--- GOAL OF THE EXERCISE ---
Repeat, exactly and with no pictures, the lines that run from the beginning of the entries through the line containing "--target person in dark coat".

--- DATA PROVIDED ---
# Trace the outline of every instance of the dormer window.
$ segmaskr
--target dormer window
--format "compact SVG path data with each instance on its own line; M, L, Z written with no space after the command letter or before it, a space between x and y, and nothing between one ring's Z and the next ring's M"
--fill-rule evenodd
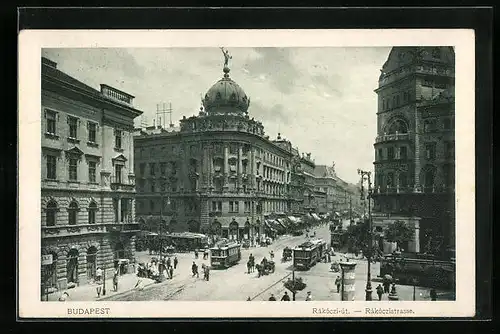
M78 118L73 116L68 116L68 125L69 125L69 138L77 139L78 138Z
M439 48L432 49L432 58L441 59L441 50Z

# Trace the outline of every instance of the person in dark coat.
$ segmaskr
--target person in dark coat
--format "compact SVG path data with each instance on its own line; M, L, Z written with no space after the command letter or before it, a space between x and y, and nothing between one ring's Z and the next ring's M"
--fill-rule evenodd
M436 289L431 289L431 292L430 292L430 295L431 295L431 300L432 301L435 301L437 300L437 293L436 293Z
M283 295L283 297L281 297L281 300L286 302L290 301L290 296L288 295L288 292L285 291L285 294Z
M168 267L168 276L170 279L174 278L174 268Z
M335 279L335 285L337 286L337 293L340 293L340 285L342 284L342 280L339 276Z
M200 274L198 273L198 266L196 263L193 261L193 265L191 266L191 270L193 271L193 277L200 277Z
M378 295L378 300L382 300L382 295L384 294L384 288L382 288L382 285L377 286L377 295Z
M170 258L167 259L167 268L170 268L170 266L172 265L172 261L170 260Z
M274 302L276 301L276 297L274 297L274 295L271 293L271 297L269 297L269 300Z
M391 282L387 279L384 279L382 283L384 285L384 293L389 293L389 287L391 286Z
M177 264L179 263L179 260L177 260L177 256L174 257L174 269L177 269Z

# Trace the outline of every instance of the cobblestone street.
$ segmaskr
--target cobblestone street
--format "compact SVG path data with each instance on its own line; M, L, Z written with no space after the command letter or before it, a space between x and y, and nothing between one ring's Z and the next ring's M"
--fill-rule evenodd
M328 226L320 226L316 229L316 235L324 240L329 240L330 232ZM269 247L257 247L242 250L242 260L235 266L225 270L211 270L210 281L205 281L203 277L192 277L191 264L195 261L198 266L209 264L208 260L202 260L201 256L195 260L193 253L176 254L179 259L179 267L174 273L172 280L166 280L162 283L154 284L143 291L131 291L130 293L111 296L106 300L121 301L146 301L146 300L247 300L248 297L253 301L267 300L271 294L274 294L279 300L285 288L283 283L288 277L292 276L292 262L281 262L281 254L285 246L293 247L306 240L305 236L285 235L274 241ZM246 260L252 253L256 261L259 262L264 256L269 259L269 252L275 253L276 270L260 278L257 273L248 274L246 270ZM350 261L357 262L356 266L356 293L355 300L365 300L367 262L361 259L352 259L353 255L347 255ZM147 253L140 253L140 261L145 261L150 257ZM345 259L345 255L336 254L334 260ZM375 288L381 281L377 276L379 273L379 264L371 266L372 271L372 289L373 300L378 297ZM302 277L307 287L304 291L298 292L296 300L304 300L307 291L311 291L314 300L340 300L340 294L336 292L334 285L335 278L340 273L330 271L330 263L318 263L308 271L295 271L296 277ZM400 300L413 299L413 286L397 285L397 292ZM429 289L416 287L416 300L430 300ZM454 295L446 291L438 291L439 300L453 299ZM383 300L387 300L387 294L383 295Z

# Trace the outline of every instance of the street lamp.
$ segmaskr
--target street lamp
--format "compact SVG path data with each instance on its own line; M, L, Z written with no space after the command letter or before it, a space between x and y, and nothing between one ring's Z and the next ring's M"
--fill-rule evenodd
M364 199L364 182L368 182L368 272L366 274L366 299L367 301L372 300L372 283L371 283L371 257L372 257L372 210L371 210L371 196L372 196L372 182L371 182L371 172L363 171L358 169L358 174L361 176L361 198Z

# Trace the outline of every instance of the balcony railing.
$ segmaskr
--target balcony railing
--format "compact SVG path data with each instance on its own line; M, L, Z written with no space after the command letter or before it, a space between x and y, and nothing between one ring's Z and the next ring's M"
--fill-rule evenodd
M105 234L109 232L136 232L139 231L138 223L124 224L81 224L42 226L42 238L60 238L86 234Z
M406 186L406 187L375 187L373 194L388 195L388 194L432 194L432 193L449 193L455 191L452 186Z
M377 136L375 138L375 143L382 143L386 141L398 141L398 140L408 140L410 135L408 133L393 133Z
M111 177L111 189L112 190L134 190L135 182L133 180L126 181L125 178L122 177Z

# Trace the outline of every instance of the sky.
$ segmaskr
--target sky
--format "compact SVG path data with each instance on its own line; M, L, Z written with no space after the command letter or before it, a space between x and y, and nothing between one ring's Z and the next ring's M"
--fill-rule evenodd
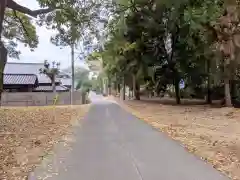
M38 9L38 3L35 0L15 0L21 5L35 10ZM9 62L31 62L41 63L44 60L60 62L61 69L71 66L71 50L69 47L57 47L50 42L51 35L54 31L48 30L45 27L37 27L37 35L39 36L39 45L33 52L23 44L19 43L18 49L21 51L20 59L10 59ZM79 50L78 50L79 51ZM77 55L76 55L77 56ZM83 60L76 58L76 66L88 68Z

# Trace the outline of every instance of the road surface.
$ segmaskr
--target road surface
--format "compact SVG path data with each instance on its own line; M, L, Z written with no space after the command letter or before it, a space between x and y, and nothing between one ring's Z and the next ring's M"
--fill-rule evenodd
M50 180L228 180L117 104L90 93L64 167ZM143 109L144 111L144 109Z

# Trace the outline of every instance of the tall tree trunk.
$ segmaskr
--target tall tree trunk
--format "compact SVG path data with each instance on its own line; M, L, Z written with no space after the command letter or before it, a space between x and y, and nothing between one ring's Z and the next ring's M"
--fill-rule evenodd
M113 83L113 92L112 93L114 96L117 95L117 83L116 82Z
M136 92L136 75L132 75L132 89L133 89L133 97L135 97L135 92Z
M0 105L3 92L3 78L4 78L4 68L7 62L7 49L4 47L3 43L0 41Z
M136 80L136 75L132 75L133 80L133 96L135 100L140 100L140 85L138 84Z
M230 59L224 60L223 66L223 75L224 75L224 95L225 95L225 106L232 107L232 96L231 96L231 89L230 89L230 77L232 69L229 66Z
M5 64L7 62L7 49L4 47L4 44L2 43L3 20L6 5L7 5L6 0L0 0L0 105L3 92L3 72Z
M175 89L175 98L176 98L177 104L181 103L179 83L180 83L180 80L179 78L176 77L174 80L174 89Z
M128 87L128 99L131 99L131 90L130 90L130 87Z
M207 60L207 104L212 103L212 98L211 98L211 72L210 72L210 60Z
M140 85L138 82L136 82L134 95L136 100L140 100Z
M210 82L210 77L208 76L207 80L207 104L212 104L212 91L211 91L211 82Z
M224 78L224 93L225 93L225 105L227 107L232 107L229 78Z
M122 92L123 100L126 99L125 94L126 94L126 85L125 85L125 76L123 77L123 92Z
M108 79L106 77L103 78L103 82L104 82L103 94L108 95Z
M120 94L121 92L121 85L120 83L117 84L117 93Z
M112 95L112 81L111 78L108 77L108 94Z
M232 105L236 105L236 99L237 99L237 84L235 78L230 81L230 94L231 94L231 100L232 100Z
M7 0L0 1L0 36L1 37L2 37L3 20L4 20L6 5L7 5ZM1 37L0 37L0 40L2 40Z

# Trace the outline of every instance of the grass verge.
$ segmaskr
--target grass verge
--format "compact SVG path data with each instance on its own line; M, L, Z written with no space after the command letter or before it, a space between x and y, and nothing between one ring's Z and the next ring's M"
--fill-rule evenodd
M88 105L0 108L0 179L24 180Z

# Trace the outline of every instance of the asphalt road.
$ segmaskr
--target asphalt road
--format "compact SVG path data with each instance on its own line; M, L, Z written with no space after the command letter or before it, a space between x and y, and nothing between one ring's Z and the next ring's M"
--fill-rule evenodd
M51 180L228 180L177 142L90 94L76 142ZM144 111L144 109L143 109Z

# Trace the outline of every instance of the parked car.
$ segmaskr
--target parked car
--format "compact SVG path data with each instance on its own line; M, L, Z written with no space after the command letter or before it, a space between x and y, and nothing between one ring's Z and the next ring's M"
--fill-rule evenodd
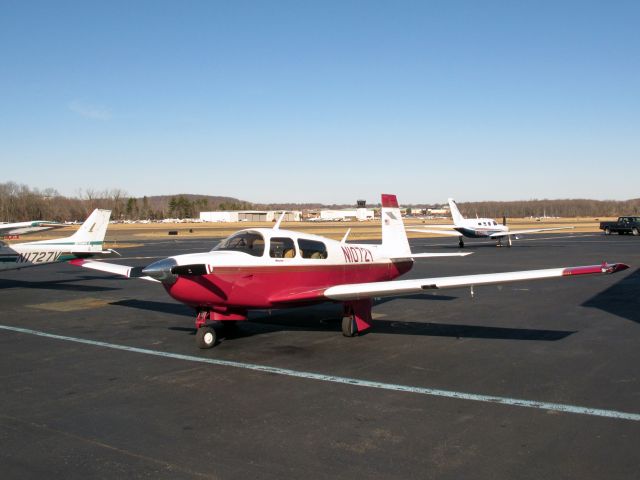
M600 222L600 230L604 230L605 235L618 232L619 235L631 233L640 235L640 217L618 217L616 222Z

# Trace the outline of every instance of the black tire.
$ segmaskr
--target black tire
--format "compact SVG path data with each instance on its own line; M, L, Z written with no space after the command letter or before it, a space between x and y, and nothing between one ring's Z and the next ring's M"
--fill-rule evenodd
M609 227L604 227L604 234L611 235L611 229Z
M200 327L196 332L196 345L198 348L211 348L216 344L218 336L211 327Z
M355 337L358 334L356 321L352 317L343 317L342 335L345 337Z
M458 242L458 247L464 248L464 242L462 241L462 239L460 239L460 241Z
M633 233L634 237L637 237L638 235L640 235L640 231L638 231L638 227L633 227L633 229L631 230L631 233Z
M618 230L618 235L624 235L627 232L623 232L622 230Z

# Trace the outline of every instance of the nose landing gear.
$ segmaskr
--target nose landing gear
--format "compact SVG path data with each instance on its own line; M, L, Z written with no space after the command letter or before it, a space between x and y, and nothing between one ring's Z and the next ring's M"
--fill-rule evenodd
M196 316L196 346L201 349L211 348L218 342L218 332L214 324L221 324L231 329L236 322L247 319L246 312L219 313L211 310L198 310Z

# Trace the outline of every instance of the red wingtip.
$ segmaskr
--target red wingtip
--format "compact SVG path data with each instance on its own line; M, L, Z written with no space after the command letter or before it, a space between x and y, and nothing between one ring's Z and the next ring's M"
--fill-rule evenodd
M602 263L602 271L606 271L606 273L621 272L622 270L626 270L627 268L629 268L629 265L627 265L626 263Z
M606 263L601 265L588 265L586 267L569 267L562 272L563 275L589 275L592 273L616 273L629 268L624 263Z
M382 206L383 208L398 208L398 199L396 198L395 195L383 193Z
M81 267L85 262L86 260L83 260L82 258L74 258L73 260L69 260L67 263L75 265L76 267Z

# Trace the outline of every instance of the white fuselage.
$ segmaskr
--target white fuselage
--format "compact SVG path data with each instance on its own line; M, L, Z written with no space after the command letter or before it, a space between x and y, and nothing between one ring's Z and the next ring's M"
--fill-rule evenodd
M467 238L490 237L494 233L508 232L509 227L500 225L492 218L465 218L456 222L454 230Z

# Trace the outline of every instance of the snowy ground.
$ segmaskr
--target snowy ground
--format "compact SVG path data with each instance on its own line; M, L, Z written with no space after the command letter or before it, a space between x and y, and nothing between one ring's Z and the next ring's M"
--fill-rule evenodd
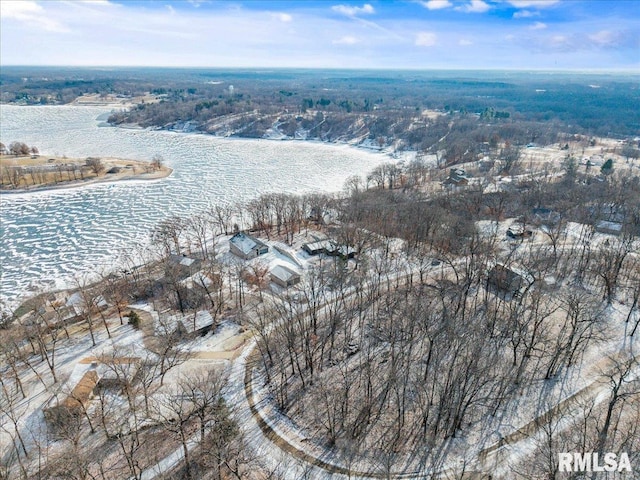
M498 238L505 239L505 248L510 248L512 242L506 240L506 231L514 221L515 219L507 219L501 222L485 221L479 222L478 227L486 235L497 233ZM569 223L567 225L567 241L571 243L579 238L583 228L583 225ZM248 262L241 261L228 252L229 236L223 237L217 243L216 248L218 252L221 252L219 254L220 259L229 266L259 264L271 269L276 265L284 265L304 274L313 264L319 262L321 257L312 257L302 251L300 247L303 243L317 240L319 237L321 237L321 234L318 232L301 233L295 236L292 246L284 245L278 241L266 241L270 246L269 253ZM610 235L596 233L592 238L592 242L601 244L610 239ZM546 236L541 232L537 232L531 240L525 240L522 244L535 246L544 245L546 242ZM274 248L276 246L278 248ZM401 252L402 242L400 240L391 242L390 250L397 253ZM638 250L640 250L640 245L636 251ZM407 265L407 268L410 268L410 266ZM441 267L438 268L440 269ZM282 293L282 289L274 285L269 288L274 293ZM158 321L159 315L152 306L140 304L134 307L151 313L155 322ZM625 331L629 326L624 323L627 311L628 307L619 303L614 303L605 311L606 318L604 321L607 324L608 338L603 343L592 346L587 350L579 365L564 370L557 380L550 382L545 387L544 392L547 398L553 399L555 404L570 402L572 398L586 395L595 398L596 402L606 400L606 385L601 383L600 377L602 372L608 368L607 357L615 355L623 349L630 349L634 341L627 336ZM173 315L171 320L172 322L179 320L189 321L192 317L192 315L186 315L180 318L180 316ZM73 332L72 338L62 342L56 353L56 373L59 379L57 386L51 388L52 380L44 363L40 364L37 370L45 379L49 391L46 391L45 386L38 381L35 374L29 373L24 376L27 399L20 402L17 410L20 415L19 425L21 430L25 432L25 439L30 449L36 448L43 440L42 436L46 428L41 410L49 400L52 391L64 392L65 390L70 390L84 372L91 367L90 361L92 358L103 355L108 356L114 350L137 353L145 350L143 333L132 329L129 325L121 326L116 317L109 319L112 338L107 337L104 329L96 329L97 346L95 347L91 345L90 336L86 331L83 331L81 327L74 328L77 331ZM235 407L234 414L240 422L250 447L264 459L264 462L269 464L270 468L284 469L287 478L301 478L305 473L310 473L312 478L347 478L346 475L341 476L335 472L330 473L318 466L309 465L310 459L314 458L321 458L328 468L331 465L340 467L340 461L333 458L333 454L330 451L323 450L318 445L309 442L305 433L298 429L290 419L279 416L269 401L268 392L260 387L259 379L254 378L251 381L251 387L255 398L249 400L256 404L254 408L257 409L259 417L275 432L275 437L280 440L276 440L276 443L274 443L272 437L267 438L265 436L259 419L256 418L256 414L251 409L245 388L246 362L254 347L255 343L251 339L249 332L231 319L225 319L214 331L185 344L183 350L189 354L190 358L176 369L171 370L167 375L166 382L171 385L184 373L194 371L203 366L230 368L231 385L226 393L227 401ZM636 372L635 374L638 375L639 373ZM491 468L498 468L497 465L500 462L510 463L526 458L533 448L535 437L538 435L537 430L531 431L529 439L519 440L500 448L493 448L492 446L497 445L513 432L528 428L533 419L546 413L537 402L537 395L533 395L538 391L539 387L539 385L532 386L532 395L523 395L520 401L515 402L505 410L503 416L499 419L487 419L482 428L477 430L493 431L494 434L492 436L480 438L477 435L470 434L466 438L458 439L454 448L474 445L475 451L483 448L488 449L489 453L484 456L483 461L485 462L485 467L487 464L493 465ZM552 405L549 406L551 407ZM11 441L10 436L0 430L0 452L5 451ZM289 445L289 447L285 448L283 445ZM195 443L193 443L193 446L195 446ZM165 459L160 461L155 467L155 471L166 471L180 460L181 455L182 453L179 450L171 452ZM359 467L363 470L365 469L365 466L361 465ZM143 478L153 477L153 468L148 469L143 475ZM351 475L350 478L358 478L358 475Z

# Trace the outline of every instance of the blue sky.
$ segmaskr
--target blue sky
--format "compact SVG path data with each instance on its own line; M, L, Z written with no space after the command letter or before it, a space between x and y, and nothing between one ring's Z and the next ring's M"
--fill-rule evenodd
M640 1L2 0L0 64L640 71Z

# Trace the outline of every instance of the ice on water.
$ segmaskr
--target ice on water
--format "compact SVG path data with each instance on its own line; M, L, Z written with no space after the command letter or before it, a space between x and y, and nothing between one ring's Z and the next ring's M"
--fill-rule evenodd
M221 139L209 135L103 128L104 107L0 109L0 140L35 145L43 155L149 160L174 168L158 182L122 182L3 195L0 294L11 302L39 286L60 287L77 273L107 270L118 252L148 241L171 215L248 200L261 192L337 191L380 154L316 142Z

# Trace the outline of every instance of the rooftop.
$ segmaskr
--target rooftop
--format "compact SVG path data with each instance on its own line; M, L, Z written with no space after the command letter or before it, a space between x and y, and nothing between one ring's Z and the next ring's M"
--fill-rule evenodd
M288 282L292 278L296 278L300 276L293 270L290 270L283 265L276 265L275 267L273 267L271 269L271 275L282 280L283 282Z
M236 233L229 242L233 243L244 254L250 253L254 248L264 245L260 240L246 233Z

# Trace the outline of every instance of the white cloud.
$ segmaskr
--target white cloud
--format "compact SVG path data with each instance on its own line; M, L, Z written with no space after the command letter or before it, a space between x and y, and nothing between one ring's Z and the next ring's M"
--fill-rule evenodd
M334 45L355 45L359 40L356 37L352 37L351 35L346 35L338 40L334 40L332 43Z
M0 0L0 65L637 69L640 37L631 14L616 11L614 17L586 10L584 19L556 18L551 23L544 18L545 10L531 7L524 11L539 11L539 16L513 20L501 15L502 23L489 28L481 17L497 9L498 0L484 0L492 7L487 13L460 13L467 20L464 26L449 18L443 23L429 18L426 23L425 17L453 13L471 0L447 0L452 6L440 11L428 10L426 0L411 1L418 15L408 8L378 15L384 2L371 0L333 0L295 11L271 3L234 8L231 3L211 2L196 9L186 1ZM347 10L353 16L345 16L331 9L340 3L358 10ZM173 6L173 14L167 4ZM371 11L367 4L375 7L373 14L365 13ZM522 12L507 0L499 7L508 17ZM423 18L416 18L420 14ZM286 22L286 15L292 16L291 22ZM340 19L348 20L348 29ZM36 23L46 20L52 22L49 30L71 33L51 32ZM547 29L529 30L537 21ZM362 55L362 46L375 55Z
M471 3L462 7L456 7L456 10L466 13L484 13L491 8L491 5L483 0L471 0Z
M428 0L420 3L423 7L429 10L440 10L442 8L449 8L453 5L449 0Z
M437 40L438 36L433 32L419 32L415 43L419 47L433 47Z
M33 1L7 0L0 2L0 17L17 20L29 27L49 32L68 32L69 29L47 16L44 8Z
M518 10L517 12L513 12L513 18L531 18L537 17L538 15L540 15L540 12L532 12L531 10Z
M544 30L545 28L547 28L547 24L542 22L536 22L529 26L529 30Z
M291 15L289 15L288 13L283 13L283 12L272 13L271 16L273 18L276 18L276 19L280 20L281 22L284 22L284 23L288 23L291 20L293 20L293 17Z
M560 0L508 0L516 8L545 8L558 3Z
M575 53L585 52L590 56L615 49L619 52L637 52L640 47L637 31L633 29L600 30L594 33L583 31L565 31L556 35L537 35L523 37L521 45L536 53ZM585 57L587 58L587 57ZM593 61L590 61L593 63Z
M36 2L7 0L0 3L0 13L2 13L2 16L5 18L41 14L43 11L43 8Z
M554 35L551 37L551 45L556 47L566 45L568 40L569 39L565 35Z
M375 9L368 3L365 3L361 7L352 7L349 5L334 5L331 7L334 12L341 13L347 17L355 17L360 14L372 14L375 13Z
M80 3L87 3L97 7L112 7L114 5L109 0L80 0Z
M615 43L616 37L613 32L610 32L609 30L600 30L597 33L589 35L589 40L591 40L596 45L606 46Z

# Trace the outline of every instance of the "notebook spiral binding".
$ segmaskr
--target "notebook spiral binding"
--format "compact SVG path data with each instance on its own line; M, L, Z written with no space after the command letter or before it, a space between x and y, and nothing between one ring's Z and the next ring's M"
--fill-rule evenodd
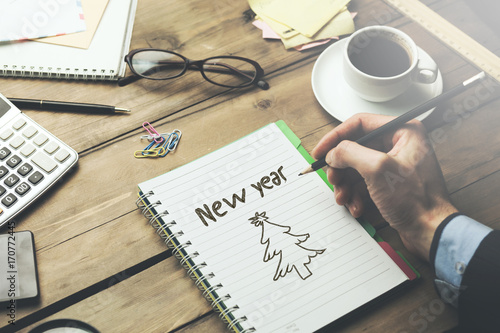
M114 80L114 70L53 68L36 66L4 65L0 68L0 76L29 77L29 78L56 78L68 80Z
M233 312L239 309L238 305L226 306L224 302L231 299L231 295L226 294L220 296L217 294L218 290L222 290L224 286L221 283L210 283L209 280L215 278L215 274L210 272L204 274L200 269L207 267L206 262L196 263L195 258L200 254L195 251L189 253L187 249L192 245L190 241L180 243L178 238L184 235L182 230L173 231L177 225L175 220L165 222L169 212L167 210L157 212L155 207L161 205L160 201L149 202L148 198L153 196L154 192L149 191L139 194L136 201L137 207L141 210L142 214L148 219L149 224L156 229L156 233L163 239L165 244L172 250L172 254L179 260L187 275L194 280L198 289L202 290L203 297L210 303L215 311L219 312L219 317L227 324L229 330L238 333L255 332L254 327L243 328L241 324L248 320L246 316L236 317Z

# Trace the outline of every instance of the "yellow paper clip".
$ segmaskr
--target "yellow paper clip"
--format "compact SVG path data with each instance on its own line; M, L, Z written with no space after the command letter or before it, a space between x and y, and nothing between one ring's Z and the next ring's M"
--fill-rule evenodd
M163 137L161 138L161 141L163 141ZM157 157L159 154L164 154L165 148L161 147L160 145L162 144L161 142L156 144L156 147L153 147L155 142L151 142L150 144L147 145L146 148L143 150L136 150L134 152L134 157L135 158L144 158L144 157Z
M149 154L144 153L144 150L136 150L134 152L134 157L135 158L144 158L144 157L149 157Z
M143 149L136 150L134 152L134 157L136 158L144 158L144 157L162 157L161 155L165 153L165 148L151 148L151 149Z

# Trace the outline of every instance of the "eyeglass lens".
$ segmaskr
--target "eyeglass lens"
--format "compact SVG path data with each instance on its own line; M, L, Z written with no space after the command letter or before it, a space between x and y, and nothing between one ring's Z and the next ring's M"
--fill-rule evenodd
M234 58L207 59L203 73L208 81L231 87L249 84L257 75L254 65Z
M134 54L131 64L138 74L157 80L175 77L186 67L186 62L178 55L155 50Z
M138 74L157 80L179 76L186 68L200 70L176 54L157 50L134 54L131 64ZM206 80L231 87L247 85L257 75L255 66L242 59L209 58L201 66Z

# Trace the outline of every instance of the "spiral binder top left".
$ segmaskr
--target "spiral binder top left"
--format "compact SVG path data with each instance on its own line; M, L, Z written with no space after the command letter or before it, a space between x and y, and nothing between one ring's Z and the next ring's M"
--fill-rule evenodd
M85 10L85 2L83 2ZM118 80L130 48L137 0L109 0L88 49L37 41L0 44L0 76Z

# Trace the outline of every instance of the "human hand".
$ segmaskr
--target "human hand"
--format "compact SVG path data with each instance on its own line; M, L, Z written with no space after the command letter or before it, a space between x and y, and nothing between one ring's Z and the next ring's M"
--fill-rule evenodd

--- RESULT BELOW ---
# Trace the outline of every instance of the dormer window.
$ segmaskr
--target dormer window
--format "compact SVG path data with each instance on its own line; M, L, Z written with no space after the command letter or before it, a space between x and y, and nothing between one ring's Z and the next ring's M"
--fill-rule evenodd
M78 118L73 116L68 116L68 125L69 125L69 138L77 139L78 138Z
M439 48L432 49L432 58L441 59L441 50Z

# Trace the outline of every instance of the person in dark coat.
$ segmaskr
--target person in dark coat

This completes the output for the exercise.